- Your task
Reproduce the lines below from the one that contains "Exercise. Mark the gray hair" through the end, inclusive, and add nothing.

————

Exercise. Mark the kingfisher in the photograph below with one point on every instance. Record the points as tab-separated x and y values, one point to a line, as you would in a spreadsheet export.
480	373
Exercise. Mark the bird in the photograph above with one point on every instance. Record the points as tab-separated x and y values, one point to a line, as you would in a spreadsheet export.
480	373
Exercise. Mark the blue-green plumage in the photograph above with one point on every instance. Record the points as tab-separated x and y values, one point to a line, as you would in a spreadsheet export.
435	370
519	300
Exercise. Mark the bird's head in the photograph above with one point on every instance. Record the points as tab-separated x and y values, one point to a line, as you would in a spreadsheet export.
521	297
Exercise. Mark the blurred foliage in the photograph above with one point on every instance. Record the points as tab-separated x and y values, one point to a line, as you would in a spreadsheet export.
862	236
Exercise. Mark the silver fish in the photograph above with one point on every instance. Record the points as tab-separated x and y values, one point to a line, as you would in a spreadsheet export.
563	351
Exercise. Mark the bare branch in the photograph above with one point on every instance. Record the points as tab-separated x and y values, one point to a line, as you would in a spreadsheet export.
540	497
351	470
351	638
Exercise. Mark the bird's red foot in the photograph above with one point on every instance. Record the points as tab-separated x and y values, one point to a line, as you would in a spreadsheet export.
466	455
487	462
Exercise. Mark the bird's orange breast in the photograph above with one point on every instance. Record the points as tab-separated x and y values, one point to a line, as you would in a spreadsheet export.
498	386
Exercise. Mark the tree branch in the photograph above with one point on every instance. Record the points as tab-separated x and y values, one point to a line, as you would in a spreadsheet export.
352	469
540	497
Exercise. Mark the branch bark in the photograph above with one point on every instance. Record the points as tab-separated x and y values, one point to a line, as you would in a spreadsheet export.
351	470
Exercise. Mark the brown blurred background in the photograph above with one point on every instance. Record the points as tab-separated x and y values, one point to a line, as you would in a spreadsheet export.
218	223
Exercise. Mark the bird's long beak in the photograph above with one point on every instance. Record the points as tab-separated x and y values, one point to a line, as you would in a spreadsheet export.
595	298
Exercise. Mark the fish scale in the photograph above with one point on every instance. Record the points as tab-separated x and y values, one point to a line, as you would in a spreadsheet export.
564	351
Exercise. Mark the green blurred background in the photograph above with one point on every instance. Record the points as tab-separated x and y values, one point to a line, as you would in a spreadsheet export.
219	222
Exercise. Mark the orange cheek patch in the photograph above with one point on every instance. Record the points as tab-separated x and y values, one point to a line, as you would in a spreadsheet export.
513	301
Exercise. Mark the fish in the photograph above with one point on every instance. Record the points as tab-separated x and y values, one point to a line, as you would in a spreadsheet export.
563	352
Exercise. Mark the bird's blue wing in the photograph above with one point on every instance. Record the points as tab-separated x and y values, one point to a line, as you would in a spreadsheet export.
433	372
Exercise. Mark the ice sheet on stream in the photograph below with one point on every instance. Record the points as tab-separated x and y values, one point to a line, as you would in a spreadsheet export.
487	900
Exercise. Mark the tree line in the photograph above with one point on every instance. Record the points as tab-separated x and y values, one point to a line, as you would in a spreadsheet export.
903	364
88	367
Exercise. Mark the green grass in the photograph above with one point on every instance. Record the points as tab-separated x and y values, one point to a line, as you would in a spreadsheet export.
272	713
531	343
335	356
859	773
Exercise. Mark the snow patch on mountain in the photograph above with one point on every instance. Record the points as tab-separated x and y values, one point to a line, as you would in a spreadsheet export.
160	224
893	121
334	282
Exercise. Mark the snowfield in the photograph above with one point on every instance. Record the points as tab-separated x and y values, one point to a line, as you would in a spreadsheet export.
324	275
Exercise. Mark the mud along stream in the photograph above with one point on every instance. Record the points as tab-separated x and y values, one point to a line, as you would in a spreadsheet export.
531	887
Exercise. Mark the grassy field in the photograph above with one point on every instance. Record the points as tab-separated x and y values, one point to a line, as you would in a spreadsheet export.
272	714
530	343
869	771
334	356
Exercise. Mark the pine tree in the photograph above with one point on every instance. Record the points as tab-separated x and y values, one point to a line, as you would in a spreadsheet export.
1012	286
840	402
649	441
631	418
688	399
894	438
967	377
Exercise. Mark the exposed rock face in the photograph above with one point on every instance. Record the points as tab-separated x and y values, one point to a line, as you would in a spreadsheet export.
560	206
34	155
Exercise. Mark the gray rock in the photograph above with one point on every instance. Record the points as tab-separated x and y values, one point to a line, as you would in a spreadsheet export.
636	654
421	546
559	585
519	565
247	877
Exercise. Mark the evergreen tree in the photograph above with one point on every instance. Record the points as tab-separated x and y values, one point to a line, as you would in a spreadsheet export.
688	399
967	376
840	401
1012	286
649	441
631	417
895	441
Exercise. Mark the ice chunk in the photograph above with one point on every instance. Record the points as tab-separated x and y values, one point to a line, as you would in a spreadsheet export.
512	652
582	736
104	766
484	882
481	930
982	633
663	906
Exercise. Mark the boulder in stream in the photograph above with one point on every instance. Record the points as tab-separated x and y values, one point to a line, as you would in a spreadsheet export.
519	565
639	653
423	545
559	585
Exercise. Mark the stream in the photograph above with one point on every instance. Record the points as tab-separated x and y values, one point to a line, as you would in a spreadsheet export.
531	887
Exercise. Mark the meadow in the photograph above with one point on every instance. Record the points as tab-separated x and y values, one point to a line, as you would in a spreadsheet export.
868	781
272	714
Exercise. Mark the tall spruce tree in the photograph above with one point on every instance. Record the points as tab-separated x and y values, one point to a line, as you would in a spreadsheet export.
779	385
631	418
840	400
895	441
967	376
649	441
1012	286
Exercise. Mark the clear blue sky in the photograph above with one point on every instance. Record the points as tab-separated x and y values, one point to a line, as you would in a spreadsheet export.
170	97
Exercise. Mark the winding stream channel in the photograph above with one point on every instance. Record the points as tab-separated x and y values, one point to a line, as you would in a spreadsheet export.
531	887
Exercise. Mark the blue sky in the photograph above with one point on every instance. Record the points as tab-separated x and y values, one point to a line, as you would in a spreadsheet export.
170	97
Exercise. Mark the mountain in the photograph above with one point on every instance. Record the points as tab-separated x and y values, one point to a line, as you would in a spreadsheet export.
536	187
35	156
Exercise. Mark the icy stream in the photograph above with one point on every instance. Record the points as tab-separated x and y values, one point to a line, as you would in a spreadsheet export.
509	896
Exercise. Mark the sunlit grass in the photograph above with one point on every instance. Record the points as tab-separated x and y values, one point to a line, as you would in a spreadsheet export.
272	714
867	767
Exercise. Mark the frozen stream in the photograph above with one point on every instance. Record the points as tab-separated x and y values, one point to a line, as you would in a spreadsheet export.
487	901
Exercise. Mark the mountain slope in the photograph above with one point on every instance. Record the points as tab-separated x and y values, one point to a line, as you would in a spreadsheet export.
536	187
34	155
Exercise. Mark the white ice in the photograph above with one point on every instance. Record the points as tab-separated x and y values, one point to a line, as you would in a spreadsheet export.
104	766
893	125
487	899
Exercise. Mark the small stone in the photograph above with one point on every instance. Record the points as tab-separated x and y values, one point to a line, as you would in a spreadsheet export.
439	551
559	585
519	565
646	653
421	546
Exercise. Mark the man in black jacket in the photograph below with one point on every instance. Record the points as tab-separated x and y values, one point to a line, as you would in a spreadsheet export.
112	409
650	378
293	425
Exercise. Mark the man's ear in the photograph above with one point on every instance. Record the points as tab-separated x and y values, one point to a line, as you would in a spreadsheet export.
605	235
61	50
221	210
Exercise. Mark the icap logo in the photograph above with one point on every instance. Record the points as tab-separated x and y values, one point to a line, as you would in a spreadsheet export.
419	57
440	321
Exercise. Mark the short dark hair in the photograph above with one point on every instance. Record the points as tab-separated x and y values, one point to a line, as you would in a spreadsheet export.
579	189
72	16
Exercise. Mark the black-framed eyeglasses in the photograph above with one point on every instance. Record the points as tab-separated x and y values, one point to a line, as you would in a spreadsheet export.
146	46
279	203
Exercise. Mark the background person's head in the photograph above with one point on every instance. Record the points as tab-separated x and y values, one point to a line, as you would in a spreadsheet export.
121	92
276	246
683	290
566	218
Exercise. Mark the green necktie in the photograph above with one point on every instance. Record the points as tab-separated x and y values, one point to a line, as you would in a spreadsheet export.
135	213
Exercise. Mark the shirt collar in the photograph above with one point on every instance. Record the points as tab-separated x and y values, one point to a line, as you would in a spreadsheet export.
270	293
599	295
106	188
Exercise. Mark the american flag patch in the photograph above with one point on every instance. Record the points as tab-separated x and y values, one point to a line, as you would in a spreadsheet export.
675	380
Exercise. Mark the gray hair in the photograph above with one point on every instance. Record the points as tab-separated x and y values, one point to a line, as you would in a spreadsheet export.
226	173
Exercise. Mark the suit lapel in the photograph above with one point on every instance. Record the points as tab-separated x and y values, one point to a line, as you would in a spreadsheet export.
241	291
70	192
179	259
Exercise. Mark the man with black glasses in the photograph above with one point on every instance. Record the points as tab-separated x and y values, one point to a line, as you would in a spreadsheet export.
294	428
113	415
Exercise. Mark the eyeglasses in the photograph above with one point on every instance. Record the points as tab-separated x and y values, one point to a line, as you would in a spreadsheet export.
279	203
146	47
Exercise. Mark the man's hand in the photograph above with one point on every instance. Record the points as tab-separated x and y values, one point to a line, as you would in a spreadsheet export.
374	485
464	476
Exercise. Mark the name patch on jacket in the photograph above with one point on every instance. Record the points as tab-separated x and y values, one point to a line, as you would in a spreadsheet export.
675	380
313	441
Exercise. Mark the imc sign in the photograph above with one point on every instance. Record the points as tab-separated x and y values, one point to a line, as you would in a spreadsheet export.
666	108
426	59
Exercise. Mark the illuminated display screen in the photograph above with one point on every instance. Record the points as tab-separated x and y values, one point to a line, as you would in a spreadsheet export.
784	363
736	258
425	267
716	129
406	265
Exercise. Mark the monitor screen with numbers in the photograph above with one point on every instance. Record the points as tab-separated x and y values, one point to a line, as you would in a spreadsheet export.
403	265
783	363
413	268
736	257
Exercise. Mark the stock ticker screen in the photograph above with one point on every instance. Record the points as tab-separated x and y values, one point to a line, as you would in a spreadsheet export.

————

- The reply
Exercise. Mark the gray hair in the photograph above with one point on every instance. Record the points as tab-separated x and y values, one point to a line, as you would in a spreadsheet export.
226	173
Exercise. Mark the suit lapel in the photograph above with one point on every instance. Record the points as tab-separated x and y values, one point to a line, as you would in a spreadsheet export.
241	291
70	192
179	259
Exercise. Mark the man with black glasses in the photograph above with one point on every instance. Record the points as tab-separated x and y values, one point to a line, as you would in a spreadsheet export.
294	428
113	415
Exercise. Mark the eyeglasses in the photograph above with one point on every instance. Record the points as tab-separated x and y values, one point to a line, as you would in a spreadsheet export.
279	203
146	47
Exercise. Mark the man's hand in the photograph above with one point on every instance. Record the points as tab-separated x and y values, one point to a line, as you would in a spreadsheet export.
374	485
464	476
Exercise. Mark the name patch on jacket in the photograph above with one point on every instance. Record the points as tab-separated x and y values, one point to a line, as you would in a spreadsheet export.
675	380
313	441
Exercise. Mark the imc sign in the photograph above with one point on every instance. Record the points as tab-separated x and y values, one point to a line, as you would in a spreadsheet export.
666	108
426	59
Exercise. Mark the illuminated display screen in the photograph above with one point on every instance. Record the points as tab-separated x and y values, one point to a line, as you would in a spreadsheet export.
784	363
736	258
425	267
716	129
406	265
Exercise. Mark the monitor screen with numbers in the photograph above with one point on every instance. Record the points as tab-separated x and y values, one point to a line, as you would in a spreadsheet export.
403	265
783	363
413	268
736	257
Exercise. Mark the stock ticker screen in the photograph above with one point on every instance. Record the points as tab-separated x and y values, one point to a line, as you would in a spreadsheet export.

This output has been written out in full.